— BEGIN ENTRIES SHOWN —
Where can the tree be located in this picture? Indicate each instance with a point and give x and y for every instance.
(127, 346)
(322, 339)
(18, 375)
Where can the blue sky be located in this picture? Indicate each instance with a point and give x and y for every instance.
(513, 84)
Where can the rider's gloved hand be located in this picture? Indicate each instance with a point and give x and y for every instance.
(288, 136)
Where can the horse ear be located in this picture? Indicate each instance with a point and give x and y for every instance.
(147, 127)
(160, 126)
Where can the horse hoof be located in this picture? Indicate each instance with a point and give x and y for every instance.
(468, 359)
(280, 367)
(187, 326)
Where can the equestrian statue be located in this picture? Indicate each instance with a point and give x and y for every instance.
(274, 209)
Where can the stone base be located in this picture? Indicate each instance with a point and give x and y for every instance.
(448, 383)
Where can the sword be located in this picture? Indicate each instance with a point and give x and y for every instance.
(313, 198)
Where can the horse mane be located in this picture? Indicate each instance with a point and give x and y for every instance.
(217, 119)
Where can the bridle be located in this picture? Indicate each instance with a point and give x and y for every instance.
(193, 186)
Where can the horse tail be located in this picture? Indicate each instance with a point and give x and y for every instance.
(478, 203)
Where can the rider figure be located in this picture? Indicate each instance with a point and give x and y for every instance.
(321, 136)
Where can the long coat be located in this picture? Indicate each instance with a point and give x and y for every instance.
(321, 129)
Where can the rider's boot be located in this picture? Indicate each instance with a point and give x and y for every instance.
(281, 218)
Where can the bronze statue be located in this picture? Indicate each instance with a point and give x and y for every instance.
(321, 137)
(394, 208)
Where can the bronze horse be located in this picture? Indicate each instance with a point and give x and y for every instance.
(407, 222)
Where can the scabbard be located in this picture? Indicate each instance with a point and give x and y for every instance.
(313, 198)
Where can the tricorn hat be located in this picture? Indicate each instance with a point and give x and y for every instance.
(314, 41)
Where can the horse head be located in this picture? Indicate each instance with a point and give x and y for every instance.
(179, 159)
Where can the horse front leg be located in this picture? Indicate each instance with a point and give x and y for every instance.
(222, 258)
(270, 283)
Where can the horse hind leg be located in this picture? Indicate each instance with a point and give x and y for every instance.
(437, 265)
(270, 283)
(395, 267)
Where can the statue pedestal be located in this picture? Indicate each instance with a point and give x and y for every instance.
— END ENTRIES SHOWN —
— BEGIN ENTRIES SHOWN —
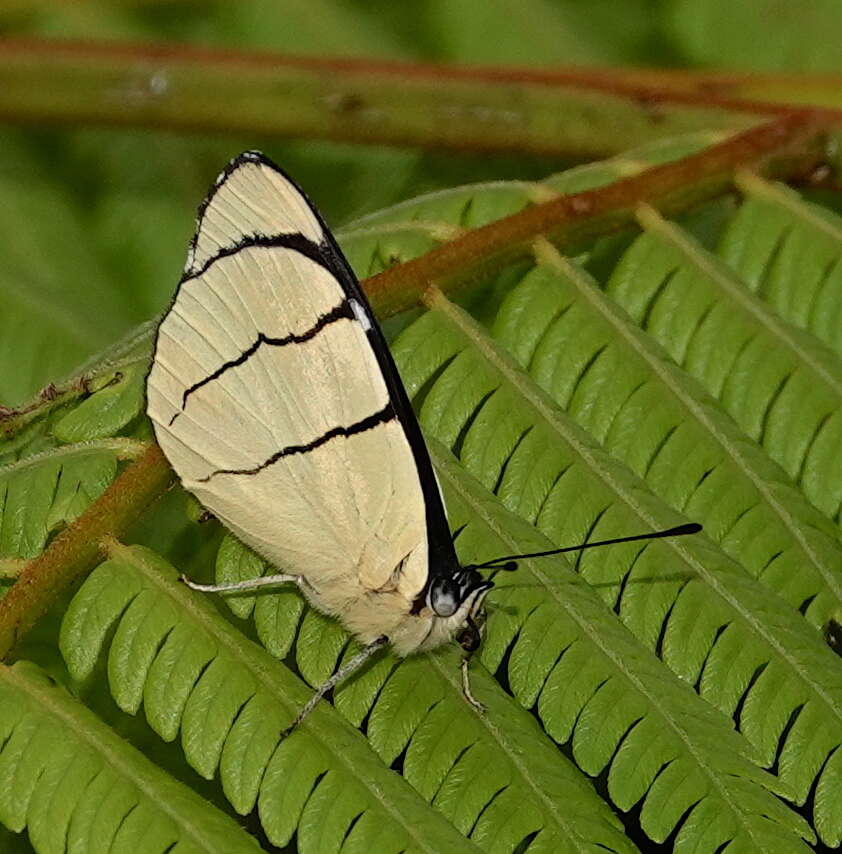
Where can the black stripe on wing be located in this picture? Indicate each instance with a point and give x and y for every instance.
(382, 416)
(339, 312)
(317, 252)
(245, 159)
— END ENTRIES SHOWN —
WRITTEN PROBLEM:
Count the lines in the data above that contain the word "statue". Give only the number.

ANSWER TO THIS EXERCISE:
3